● **Problem**:
Answer these questions from the text on Macquarie's half-year results:
(a) How large was the impairment charge Macquarie booked on its green assets?
(b) What first-half dividend per share did the company pay?
(c) Who is the outgoing chief financial officer?

* START Given text *

The Sydney-based company reported net profit rose 3 per cent year on year to A$1.7bn (US$1.1bn) in the six months to September, compared with analyst estimates of A$1.8bn compiled by Bloomberg.

Its retail banking, asset management and mergers and acquisitions advisory arms recorded strong results. But a weak performance in its commodities and global markets division, which trades oil, gas and metals and organises financing, dented confidence in the company’s ability to hit full-year profit targets.

Commodities trading once contributed as much as 51 per cent to Macquarie’s overall profits and produced pay packages that led the Australian group to be dubbed the “millionaires factory”.

Shares fell to about A$202 on Friday, their lowest level since May, as profits and a first-half dividend of A$2.80 a share missed analyst expectations.

Macquarie, one of the world’s largest investors in renewable energy projects, booked a A$152mn impairment charge on its green assets, with most of the writedown related to offshore wind investments in the US, where the cost of capital and deployment has increased.

John Storey, an analyst with UBS, said the writedown raised “strategic questions” about Macquarie’s future in renewable investment and suggested the company was “throwing in the towel on these assets” or that its asset management unit was “getting primed for something bigger”.

During a media call, Shemara Wikramanayake, chief executive of Macquarie, denied the company was looking to give up on its A$30bn of green assets and that it was still deploying capital across wind, batteries and solar.

She added that Macquarie had moved the assets to its corporate unit to focus “more attention by bringing them to the centre” and that it did not feel any pressure to sell.

Alex Harvey, the outgoing chief financial officer, said the writedowns did not represent a broader downturn in the value of renewable energy assets.

Macquarie’s commodities and global markets unit drove outsized returns two years ago as volatility in the energy markets, triggered by Russia’s full-scale invasion of Ukraine, boosted oil prices.

The company on Friday said a more sedate trading environment, combined with “remediation” related to regulatory action weighed on performance.

The division’s weakness overshadowed a stronger performance in other parts of the business, including in Australian retail banking, investment banking and asset management where it has sealed the disposal of two large data centre companies in the past year.

Macquarie has also overhauled its risk and compliance culture after a string of penalties and investigations by Australian, UK and US regulators over governance failures in the past year.

* END Given text *
* START Material shown *

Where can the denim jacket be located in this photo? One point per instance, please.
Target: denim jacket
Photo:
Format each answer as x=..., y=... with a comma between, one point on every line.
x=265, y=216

* END Material shown *
* START Material shown *

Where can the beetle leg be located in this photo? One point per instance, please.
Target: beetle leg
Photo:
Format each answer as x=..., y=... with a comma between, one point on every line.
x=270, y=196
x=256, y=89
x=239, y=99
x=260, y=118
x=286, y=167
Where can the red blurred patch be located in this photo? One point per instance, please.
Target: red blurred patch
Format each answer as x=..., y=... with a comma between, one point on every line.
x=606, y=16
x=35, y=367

* END Material shown *

● **Task response**:
(a) A$152mn
(b) A$2.80 a share
(c) Alex Harvey